▸ Your objective: Pull out each line of the records holding the string "instance".

· · · ·

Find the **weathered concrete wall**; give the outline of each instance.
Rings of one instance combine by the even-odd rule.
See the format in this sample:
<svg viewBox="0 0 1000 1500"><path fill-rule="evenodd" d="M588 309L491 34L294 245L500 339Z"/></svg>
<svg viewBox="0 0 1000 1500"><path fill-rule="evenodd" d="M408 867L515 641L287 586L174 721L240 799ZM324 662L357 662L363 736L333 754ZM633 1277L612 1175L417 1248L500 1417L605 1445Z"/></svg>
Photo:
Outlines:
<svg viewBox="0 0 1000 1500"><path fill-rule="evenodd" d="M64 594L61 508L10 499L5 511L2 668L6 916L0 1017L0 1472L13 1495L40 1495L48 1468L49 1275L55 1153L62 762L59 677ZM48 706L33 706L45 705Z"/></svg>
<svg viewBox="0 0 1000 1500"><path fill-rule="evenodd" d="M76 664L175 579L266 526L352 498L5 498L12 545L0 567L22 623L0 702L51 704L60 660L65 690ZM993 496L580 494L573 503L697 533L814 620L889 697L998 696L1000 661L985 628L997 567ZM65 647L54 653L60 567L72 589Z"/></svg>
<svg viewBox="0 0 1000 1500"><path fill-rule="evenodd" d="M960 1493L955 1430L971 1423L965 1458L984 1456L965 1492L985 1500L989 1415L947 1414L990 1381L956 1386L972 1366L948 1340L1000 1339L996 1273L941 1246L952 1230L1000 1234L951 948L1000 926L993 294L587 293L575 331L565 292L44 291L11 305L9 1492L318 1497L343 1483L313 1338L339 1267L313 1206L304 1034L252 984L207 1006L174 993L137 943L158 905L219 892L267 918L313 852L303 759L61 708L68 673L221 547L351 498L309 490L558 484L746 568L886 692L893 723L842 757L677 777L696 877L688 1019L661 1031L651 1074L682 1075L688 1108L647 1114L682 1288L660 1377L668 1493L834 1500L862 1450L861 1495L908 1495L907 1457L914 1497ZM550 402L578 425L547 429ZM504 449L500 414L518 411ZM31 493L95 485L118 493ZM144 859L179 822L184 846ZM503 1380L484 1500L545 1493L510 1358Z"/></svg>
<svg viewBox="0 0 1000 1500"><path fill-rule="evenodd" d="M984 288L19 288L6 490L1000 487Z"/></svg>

· · · ·

▸ Answer:
Find the **weathered concrete wall**; give the outline of each instance.
Rings of one instance combine by the even-odd rule.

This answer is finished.